**原文**
2015年8月18日号。<「微笑みの国」タイではクーデターはあってもテロはそんなにない。爆発にイスラムのテロの拡大を多少、感じる>。

 イスラム過激派の可能性が高いのではないかと私は思う。
 <バンコク繁華街で爆発、18人死亡/タイ当局「テロ」>

 http://www.nikkei.com/article/DGXLASGM17HA1_X10C15A8MM8000/
 <タイの首都バンコク最大の商業地区で17日午後7時(日本時間同9時)ごろ、2度の大規模な爆発が起きた。タイ当局によると外国人を含む少なくとも18人が死亡、117人が負傷した。在タイ日本大使館は日本人1人の負傷を確認した。当局は爆弾テロとみている。昨年5月のクーデターで国軍が実権を握って以降、安定していた治安が再び悪化すれば、民政復帰の行方にも影響が及ぶのは必至だ。爆発が起きたのは大型商業施設や高級ホテルが林立するラチャプラソン地区で、伊勢丹バンコク店にも近い。ヒンズー教の神が祭られる観光名所「エラワン廟(びょう)」の廟内と廟前道路に爆弾が仕掛けられていたもようだ。付近では爆発していない爆弾も発見されたが、当局が処理した。>
 ここでも書いたように私は先日「鬱の転地療法」のためにバンコクに行ってきた。泊まっていたホテルはまさにこの現場の近くだ。パッポンやタニヤで夜に遊ぶ人たちが、昼間はふらりと行くところである。その真ん中にあるホテルなので私は使っているのだ。しかし、この見方はどうかなあ。

**抜粋資料**
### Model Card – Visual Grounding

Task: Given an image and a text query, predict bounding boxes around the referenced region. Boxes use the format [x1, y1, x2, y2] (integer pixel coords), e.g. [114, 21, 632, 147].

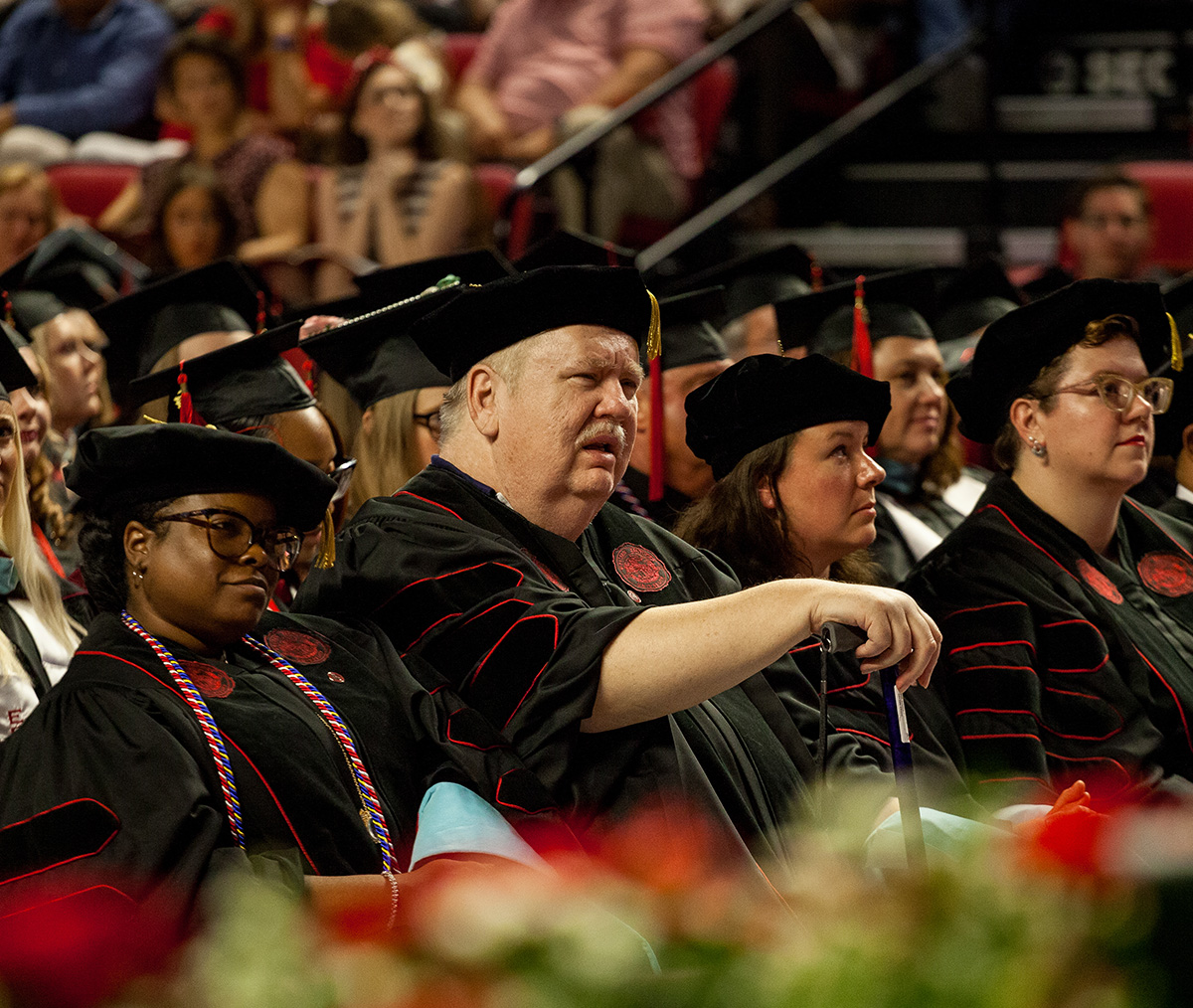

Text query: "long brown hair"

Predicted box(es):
[675, 430, 875, 588]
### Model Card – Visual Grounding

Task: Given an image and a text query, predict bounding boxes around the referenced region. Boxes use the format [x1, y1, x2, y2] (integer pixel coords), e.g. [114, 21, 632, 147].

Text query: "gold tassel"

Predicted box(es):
[646, 291, 663, 360]
[315, 505, 335, 571]
[1168, 312, 1185, 371]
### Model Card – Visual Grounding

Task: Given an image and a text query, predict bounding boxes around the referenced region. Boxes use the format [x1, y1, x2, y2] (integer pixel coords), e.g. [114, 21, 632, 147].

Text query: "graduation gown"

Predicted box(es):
[296, 460, 878, 854]
[903, 476, 1193, 805]
[0, 613, 565, 920]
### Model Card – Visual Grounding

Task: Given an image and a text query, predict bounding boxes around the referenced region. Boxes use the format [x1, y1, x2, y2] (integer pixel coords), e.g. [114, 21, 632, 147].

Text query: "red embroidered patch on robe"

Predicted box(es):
[1137, 553, 1193, 598]
[613, 543, 670, 591]
[264, 630, 332, 664]
[179, 662, 237, 699]
[1078, 560, 1122, 606]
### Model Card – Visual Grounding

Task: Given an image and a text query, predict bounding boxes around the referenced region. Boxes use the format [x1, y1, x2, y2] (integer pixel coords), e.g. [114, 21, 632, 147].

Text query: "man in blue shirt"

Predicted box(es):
[0, 0, 174, 142]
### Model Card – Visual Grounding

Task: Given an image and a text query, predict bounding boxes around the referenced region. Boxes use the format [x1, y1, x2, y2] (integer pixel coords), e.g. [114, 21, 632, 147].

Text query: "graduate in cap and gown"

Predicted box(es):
[612, 287, 733, 530]
[775, 269, 982, 585]
[905, 279, 1193, 804]
[302, 287, 451, 518]
[129, 321, 354, 608]
[0, 423, 573, 923]
[675, 353, 970, 807]
[0, 322, 91, 740]
[296, 266, 937, 857]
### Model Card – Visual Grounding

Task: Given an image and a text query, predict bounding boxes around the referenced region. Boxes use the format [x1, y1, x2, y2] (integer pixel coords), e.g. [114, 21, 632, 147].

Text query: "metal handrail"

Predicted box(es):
[634, 32, 979, 272]
[502, 0, 799, 203]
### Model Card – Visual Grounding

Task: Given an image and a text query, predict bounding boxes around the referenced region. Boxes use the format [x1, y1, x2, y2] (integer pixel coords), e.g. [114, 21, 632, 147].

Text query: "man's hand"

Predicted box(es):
[811, 581, 941, 690]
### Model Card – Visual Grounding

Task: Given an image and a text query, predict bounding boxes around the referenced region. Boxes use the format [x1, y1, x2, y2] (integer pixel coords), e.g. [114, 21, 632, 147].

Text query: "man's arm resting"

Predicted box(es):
[581, 578, 940, 732]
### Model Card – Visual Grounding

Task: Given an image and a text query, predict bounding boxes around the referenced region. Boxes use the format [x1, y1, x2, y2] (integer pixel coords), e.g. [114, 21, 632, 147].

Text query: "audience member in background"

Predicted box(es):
[316, 50, 475, 298]
[0, 162, 62, 272]
[776, 269, 983, 585]
[610, 287, 733, 530]
[196, 0, 352, 133]
[455, 0, 705, 240]
[99, 31, 309, 270]
[0, 0, 173, 163]
[1024, 171, 1167, 298]
[10, 330, 80, 578]
[0, 323, 89, 740]
[145, 161, 238, 276]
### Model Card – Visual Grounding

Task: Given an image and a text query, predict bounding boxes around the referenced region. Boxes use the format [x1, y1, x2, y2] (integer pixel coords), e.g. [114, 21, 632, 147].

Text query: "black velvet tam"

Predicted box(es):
[129, 322, 315, 425]
[302, 287, 455, 410]
[66, 423, 335, 529]
[686, 353, 891, 479]
[668, 243, 812, 326]
[91, 258, 260, 395]
[411, 266, 651, 382]
[774, 269, 936, 357]
[948, 279, 1171, 443]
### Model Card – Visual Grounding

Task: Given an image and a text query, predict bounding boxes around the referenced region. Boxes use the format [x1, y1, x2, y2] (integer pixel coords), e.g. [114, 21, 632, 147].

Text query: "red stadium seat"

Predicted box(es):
[46, 161, 141, 222]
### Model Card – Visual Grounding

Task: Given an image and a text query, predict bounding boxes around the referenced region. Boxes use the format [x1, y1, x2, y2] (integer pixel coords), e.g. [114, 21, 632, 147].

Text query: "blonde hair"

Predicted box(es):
[0, 400, 84, 681]
[345, 389, 423, 517]
[0, 161, 62, 232]
[29, 308, 115, 427]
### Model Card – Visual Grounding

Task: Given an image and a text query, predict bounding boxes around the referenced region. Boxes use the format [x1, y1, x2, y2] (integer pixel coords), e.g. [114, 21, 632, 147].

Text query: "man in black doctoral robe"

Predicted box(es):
[296, 267, 938, 863]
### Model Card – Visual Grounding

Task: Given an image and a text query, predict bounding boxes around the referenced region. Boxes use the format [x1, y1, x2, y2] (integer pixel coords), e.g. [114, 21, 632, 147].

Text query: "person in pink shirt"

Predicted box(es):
[457, 0, 708, 240]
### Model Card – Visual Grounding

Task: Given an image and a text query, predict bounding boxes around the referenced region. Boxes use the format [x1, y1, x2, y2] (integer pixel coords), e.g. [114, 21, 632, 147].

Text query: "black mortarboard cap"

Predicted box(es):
[411, 266, 652, 382]
[932, 258, 1024, 346]
[356, 249, 518, 308]
[679, 243, 812, 326]
[514, 228, 634, 273]
[66, 423, 335, 530]
[129, 321, 315, 427]
[91, 258, 261, 398]
[302, 287, 454, 410]
[774, 268, 936, 357]
[947, 279, 1171, 443]
[0, 321, 37, 399]
[642, 287, 729, 371]
[685, 353, 891, 479]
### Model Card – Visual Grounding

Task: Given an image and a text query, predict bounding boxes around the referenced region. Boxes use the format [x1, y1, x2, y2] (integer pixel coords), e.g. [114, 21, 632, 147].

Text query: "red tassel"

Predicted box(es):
[849, 276, 875, 378]
[648, 357, 667, 501]
[178, 360, 195, 423]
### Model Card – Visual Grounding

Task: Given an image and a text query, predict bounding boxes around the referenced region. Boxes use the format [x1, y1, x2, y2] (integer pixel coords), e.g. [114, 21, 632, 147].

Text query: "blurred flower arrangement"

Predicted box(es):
[0, 791, 1193, 1008]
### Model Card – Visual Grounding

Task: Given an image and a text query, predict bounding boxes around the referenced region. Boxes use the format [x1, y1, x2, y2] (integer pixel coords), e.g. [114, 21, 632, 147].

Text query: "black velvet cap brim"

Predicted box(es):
[685, 353, 891, 479]
[411, 266, 650, 382]
[947, 279, 1171, 443]
[91, 258, 258, 398]
[302, 287, 455, 410]
[774, 269, 936, 356]
[354, 249, 518, 306]
[129, 322, 315, 425]
[66, 423, 335, 531]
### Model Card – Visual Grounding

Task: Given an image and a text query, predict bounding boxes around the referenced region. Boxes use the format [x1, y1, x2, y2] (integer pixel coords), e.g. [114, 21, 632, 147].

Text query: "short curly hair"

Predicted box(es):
[79, 499, 173, 612]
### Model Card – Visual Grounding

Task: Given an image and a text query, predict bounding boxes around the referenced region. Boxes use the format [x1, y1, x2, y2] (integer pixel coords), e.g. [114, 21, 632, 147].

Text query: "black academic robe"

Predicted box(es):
[0, 613, 565, 920]
[294, 465, 877, 859]
[903, 476, 1193, 805]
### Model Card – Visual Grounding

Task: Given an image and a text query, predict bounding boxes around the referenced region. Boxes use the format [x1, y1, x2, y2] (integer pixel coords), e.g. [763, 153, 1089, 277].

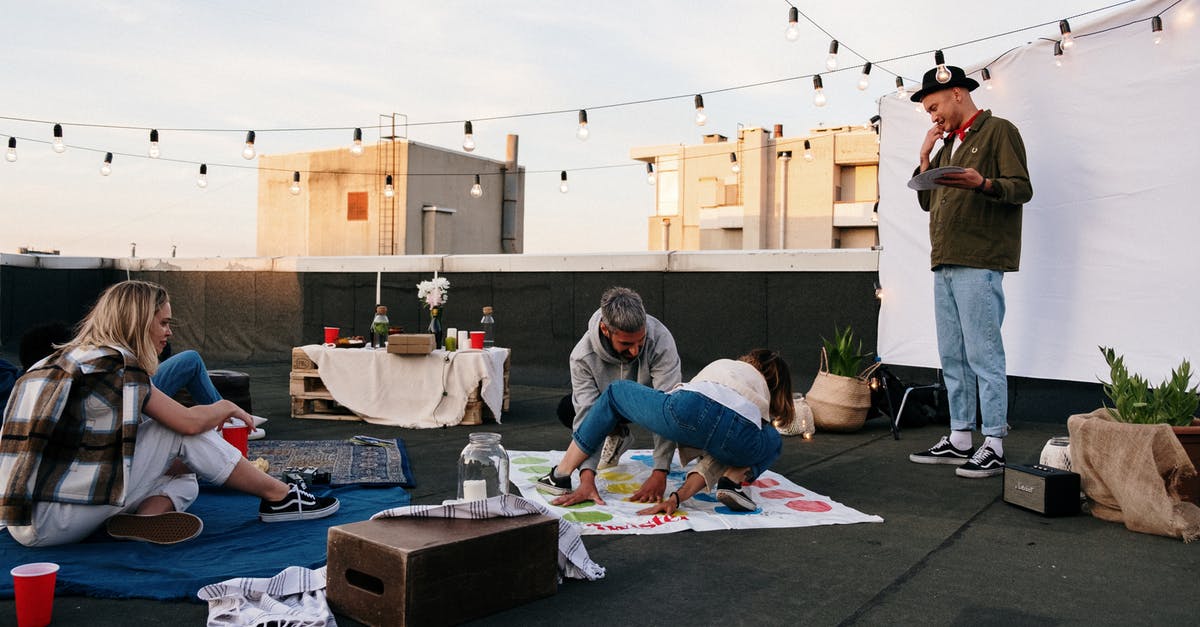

**課題 1**
バンコクの爆発を扱った原文によると、タイ当局が発表した死者数と負傷者数はそれぞれ何人か。
**課題 2**
バンコクの爆発を扱った原文を、最後の文の後から書き継いでください。

**最終結果 1**
少なくとも18人が死亡し、117人が負傷した。

**最終結果 2**
 <地元メディアはプラユット暫定首相がプラウィット副首相兼国防相などと対応を協議中と伝えた。同副首相は地元メディアに対し「タイの経済と観光産業の破壊を狙ったものだ」と述べ、テロとの見方を示した。>
 タイはずっとタクシン派と反タクシン派の対立が続いていて、それが本当に混乱しそうになると軍が出てきて仲裁し、最後にはプミポン国王陛下が「もうそろそろいいじゃないか」とおっしゃる。この伝統はなかなか変えようがない。私は「赤シャツ」と「黄シャツ」が軽くドンパチをやっている時に現場に行った。ここでも書いた。でも「その程度」で終わるのである。さきほど、記事の分析をちょっと批判したが、これは正しい。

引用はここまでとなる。